• _What is being asked_: Your answer should be a single number, the count of lines in the material with the string "group".

• _Records for this exercise_:
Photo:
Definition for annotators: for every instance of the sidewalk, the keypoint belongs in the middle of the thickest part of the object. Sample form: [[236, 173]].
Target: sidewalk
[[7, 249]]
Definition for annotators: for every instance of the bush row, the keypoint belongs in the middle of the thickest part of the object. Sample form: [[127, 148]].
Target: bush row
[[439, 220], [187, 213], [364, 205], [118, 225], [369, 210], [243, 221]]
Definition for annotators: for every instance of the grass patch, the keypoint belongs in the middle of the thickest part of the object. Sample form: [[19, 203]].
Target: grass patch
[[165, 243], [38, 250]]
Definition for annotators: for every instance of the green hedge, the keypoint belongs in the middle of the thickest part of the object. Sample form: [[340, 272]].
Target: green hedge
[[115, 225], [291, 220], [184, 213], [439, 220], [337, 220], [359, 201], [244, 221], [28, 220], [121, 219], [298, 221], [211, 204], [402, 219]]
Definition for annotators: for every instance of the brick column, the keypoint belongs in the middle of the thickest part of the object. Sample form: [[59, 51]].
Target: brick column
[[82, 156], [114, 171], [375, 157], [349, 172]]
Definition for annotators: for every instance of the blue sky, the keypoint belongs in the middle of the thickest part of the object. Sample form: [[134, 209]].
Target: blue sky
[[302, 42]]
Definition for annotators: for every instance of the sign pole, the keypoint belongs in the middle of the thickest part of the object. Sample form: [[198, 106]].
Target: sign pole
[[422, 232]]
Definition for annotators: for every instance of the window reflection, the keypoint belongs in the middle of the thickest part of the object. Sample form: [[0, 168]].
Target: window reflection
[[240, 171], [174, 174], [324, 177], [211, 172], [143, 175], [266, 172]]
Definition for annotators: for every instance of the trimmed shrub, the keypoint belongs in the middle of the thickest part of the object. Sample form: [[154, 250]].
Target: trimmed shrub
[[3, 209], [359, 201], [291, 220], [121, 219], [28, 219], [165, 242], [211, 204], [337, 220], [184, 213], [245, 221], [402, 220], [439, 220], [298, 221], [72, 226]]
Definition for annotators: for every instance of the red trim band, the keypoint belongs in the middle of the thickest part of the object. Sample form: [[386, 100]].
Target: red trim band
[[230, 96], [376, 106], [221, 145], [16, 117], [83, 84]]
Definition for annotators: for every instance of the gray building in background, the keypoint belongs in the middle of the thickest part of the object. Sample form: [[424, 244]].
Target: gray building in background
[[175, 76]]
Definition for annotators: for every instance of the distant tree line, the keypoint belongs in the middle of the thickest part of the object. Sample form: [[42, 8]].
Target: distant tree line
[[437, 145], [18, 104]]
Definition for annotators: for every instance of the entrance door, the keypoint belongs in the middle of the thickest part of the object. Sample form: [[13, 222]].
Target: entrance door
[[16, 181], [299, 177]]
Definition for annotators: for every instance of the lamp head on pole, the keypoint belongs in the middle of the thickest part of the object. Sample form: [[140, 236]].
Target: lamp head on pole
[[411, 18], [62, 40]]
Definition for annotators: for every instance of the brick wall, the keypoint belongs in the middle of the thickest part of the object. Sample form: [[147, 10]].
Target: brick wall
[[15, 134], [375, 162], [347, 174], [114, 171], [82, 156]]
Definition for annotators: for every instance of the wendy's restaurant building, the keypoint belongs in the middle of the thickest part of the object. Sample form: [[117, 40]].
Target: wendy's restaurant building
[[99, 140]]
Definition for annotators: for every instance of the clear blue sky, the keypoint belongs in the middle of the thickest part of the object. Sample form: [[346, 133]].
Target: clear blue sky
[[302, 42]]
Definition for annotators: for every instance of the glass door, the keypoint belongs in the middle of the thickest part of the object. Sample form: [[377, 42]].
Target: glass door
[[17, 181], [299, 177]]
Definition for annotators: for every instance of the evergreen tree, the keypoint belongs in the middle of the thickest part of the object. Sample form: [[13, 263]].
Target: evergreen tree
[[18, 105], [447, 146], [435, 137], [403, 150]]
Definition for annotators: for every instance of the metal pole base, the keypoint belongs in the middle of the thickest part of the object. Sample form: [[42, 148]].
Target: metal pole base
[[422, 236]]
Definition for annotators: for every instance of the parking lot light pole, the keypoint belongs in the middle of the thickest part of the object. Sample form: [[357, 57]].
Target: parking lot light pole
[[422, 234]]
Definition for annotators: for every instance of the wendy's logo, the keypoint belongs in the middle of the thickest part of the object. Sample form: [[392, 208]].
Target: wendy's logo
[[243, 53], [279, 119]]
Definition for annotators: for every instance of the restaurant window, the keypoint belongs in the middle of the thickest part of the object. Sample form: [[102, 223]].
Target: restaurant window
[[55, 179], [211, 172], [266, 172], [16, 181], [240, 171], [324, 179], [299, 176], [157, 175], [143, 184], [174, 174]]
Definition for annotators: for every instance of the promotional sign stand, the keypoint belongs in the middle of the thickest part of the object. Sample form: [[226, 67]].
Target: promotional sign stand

...

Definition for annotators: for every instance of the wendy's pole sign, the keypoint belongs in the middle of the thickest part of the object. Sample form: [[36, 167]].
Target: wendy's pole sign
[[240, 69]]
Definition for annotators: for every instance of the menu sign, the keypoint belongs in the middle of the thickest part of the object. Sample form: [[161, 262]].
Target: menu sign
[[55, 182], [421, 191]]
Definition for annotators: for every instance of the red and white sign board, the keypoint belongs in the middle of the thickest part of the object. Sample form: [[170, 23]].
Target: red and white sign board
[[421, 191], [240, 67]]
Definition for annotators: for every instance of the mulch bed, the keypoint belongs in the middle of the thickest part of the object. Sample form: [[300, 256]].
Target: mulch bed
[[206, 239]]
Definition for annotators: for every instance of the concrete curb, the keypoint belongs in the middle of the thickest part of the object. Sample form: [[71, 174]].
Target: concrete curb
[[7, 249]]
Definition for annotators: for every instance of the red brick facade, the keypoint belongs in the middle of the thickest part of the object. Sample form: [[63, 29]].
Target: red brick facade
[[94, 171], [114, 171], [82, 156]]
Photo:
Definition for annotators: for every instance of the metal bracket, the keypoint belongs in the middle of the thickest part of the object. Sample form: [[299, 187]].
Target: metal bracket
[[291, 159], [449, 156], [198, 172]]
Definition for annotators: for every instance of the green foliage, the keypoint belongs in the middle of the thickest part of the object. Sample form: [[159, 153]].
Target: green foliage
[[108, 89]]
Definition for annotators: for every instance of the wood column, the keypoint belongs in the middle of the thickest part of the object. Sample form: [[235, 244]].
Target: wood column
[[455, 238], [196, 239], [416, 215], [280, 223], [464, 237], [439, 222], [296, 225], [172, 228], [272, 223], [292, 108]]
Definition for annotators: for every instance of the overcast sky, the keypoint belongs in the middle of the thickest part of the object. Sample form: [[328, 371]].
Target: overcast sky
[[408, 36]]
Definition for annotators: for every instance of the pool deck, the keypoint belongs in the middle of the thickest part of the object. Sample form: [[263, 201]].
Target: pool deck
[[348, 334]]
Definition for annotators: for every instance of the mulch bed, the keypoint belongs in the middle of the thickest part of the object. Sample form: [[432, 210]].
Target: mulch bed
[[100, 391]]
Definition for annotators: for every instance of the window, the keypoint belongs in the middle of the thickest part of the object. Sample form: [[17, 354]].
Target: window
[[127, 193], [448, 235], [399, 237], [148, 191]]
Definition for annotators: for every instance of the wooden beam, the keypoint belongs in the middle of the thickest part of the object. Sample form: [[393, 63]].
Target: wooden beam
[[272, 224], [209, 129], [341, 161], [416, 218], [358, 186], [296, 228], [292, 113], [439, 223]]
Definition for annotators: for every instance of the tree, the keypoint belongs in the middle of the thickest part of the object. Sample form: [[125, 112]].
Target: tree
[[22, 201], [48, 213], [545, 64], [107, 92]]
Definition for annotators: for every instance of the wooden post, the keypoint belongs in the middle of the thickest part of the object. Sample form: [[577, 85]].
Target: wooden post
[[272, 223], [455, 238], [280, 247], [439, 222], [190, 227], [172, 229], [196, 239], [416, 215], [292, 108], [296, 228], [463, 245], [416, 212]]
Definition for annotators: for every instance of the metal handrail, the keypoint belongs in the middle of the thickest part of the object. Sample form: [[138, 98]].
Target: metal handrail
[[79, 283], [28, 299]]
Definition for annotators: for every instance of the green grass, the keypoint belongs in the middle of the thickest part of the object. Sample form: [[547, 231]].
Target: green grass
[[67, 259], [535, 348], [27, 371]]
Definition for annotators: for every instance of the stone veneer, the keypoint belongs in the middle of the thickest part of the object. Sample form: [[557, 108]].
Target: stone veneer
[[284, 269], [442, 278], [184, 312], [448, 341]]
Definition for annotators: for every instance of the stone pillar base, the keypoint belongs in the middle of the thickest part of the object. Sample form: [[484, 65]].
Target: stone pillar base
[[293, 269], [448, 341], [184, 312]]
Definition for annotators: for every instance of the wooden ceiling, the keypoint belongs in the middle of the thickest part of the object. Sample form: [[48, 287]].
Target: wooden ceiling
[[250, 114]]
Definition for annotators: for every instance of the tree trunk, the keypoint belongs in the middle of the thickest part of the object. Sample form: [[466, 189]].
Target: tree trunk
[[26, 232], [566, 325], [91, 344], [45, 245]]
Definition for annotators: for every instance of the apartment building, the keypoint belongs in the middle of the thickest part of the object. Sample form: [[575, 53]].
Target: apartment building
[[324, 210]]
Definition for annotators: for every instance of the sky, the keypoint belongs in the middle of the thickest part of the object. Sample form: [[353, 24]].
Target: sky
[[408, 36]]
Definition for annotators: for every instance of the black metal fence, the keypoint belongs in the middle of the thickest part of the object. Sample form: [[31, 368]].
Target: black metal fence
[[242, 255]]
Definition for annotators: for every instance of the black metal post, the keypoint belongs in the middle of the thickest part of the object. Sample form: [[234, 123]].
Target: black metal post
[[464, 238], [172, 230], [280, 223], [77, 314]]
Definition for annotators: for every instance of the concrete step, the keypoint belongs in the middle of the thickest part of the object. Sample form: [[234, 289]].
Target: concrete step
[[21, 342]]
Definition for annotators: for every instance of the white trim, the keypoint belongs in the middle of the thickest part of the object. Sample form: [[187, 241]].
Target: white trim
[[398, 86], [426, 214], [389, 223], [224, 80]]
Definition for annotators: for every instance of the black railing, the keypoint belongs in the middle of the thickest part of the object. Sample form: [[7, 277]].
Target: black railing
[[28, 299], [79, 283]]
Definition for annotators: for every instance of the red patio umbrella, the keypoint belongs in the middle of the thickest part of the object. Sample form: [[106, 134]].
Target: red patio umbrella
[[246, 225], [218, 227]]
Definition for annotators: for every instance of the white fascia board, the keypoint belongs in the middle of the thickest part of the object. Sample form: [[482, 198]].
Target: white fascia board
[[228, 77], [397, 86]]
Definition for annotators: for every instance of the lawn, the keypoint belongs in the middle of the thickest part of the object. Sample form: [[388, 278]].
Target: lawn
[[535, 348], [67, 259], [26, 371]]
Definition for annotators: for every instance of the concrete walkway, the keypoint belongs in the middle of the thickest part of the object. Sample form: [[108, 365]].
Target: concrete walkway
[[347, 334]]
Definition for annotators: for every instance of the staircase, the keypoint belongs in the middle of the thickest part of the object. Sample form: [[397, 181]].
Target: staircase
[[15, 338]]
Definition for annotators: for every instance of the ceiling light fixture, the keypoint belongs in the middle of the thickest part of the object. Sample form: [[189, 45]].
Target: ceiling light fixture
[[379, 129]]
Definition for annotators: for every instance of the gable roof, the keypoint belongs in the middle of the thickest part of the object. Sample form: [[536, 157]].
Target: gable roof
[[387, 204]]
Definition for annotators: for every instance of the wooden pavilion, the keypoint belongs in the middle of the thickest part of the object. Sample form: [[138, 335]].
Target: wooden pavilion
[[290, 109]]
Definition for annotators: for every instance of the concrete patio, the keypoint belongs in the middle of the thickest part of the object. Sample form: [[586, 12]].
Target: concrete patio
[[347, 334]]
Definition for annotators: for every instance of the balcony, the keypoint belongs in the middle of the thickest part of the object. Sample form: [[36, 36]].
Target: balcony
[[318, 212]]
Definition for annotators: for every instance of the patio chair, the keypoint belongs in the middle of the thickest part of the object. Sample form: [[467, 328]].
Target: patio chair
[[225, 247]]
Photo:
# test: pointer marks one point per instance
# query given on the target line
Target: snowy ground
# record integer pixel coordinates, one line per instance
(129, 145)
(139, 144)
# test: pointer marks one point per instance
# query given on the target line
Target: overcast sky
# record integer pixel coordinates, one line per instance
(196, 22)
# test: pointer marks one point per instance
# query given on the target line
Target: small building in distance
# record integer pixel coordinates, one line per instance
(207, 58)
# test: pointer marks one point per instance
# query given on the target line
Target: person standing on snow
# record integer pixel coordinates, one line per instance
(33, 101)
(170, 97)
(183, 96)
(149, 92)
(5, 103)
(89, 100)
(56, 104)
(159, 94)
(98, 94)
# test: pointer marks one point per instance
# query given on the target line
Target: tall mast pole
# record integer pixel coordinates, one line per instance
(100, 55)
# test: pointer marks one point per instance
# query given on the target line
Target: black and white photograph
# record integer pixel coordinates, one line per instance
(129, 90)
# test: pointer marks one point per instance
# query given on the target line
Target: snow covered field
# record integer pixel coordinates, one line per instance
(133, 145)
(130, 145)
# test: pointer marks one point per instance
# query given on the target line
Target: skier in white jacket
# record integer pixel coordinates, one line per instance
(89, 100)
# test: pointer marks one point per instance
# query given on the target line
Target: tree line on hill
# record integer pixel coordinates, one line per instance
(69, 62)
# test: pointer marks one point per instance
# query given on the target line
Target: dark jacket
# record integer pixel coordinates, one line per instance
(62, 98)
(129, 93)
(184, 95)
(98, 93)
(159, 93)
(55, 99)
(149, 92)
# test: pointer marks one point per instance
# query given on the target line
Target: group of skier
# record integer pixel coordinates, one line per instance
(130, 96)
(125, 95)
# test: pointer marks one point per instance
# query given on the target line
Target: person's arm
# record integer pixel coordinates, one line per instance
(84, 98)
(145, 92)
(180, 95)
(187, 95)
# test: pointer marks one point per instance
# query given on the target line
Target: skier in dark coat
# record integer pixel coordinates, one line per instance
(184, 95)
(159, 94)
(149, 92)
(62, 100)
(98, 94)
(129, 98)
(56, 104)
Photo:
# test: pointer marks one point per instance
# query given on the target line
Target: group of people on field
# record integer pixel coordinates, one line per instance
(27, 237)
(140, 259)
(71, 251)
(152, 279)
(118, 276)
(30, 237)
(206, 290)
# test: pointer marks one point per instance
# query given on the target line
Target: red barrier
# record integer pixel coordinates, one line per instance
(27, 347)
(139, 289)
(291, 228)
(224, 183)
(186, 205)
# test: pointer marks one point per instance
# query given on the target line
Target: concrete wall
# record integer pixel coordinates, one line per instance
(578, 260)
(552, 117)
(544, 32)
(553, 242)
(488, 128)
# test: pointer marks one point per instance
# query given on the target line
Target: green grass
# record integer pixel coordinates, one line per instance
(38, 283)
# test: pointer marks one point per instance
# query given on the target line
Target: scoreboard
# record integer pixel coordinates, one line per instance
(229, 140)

• _Expected answer_: 2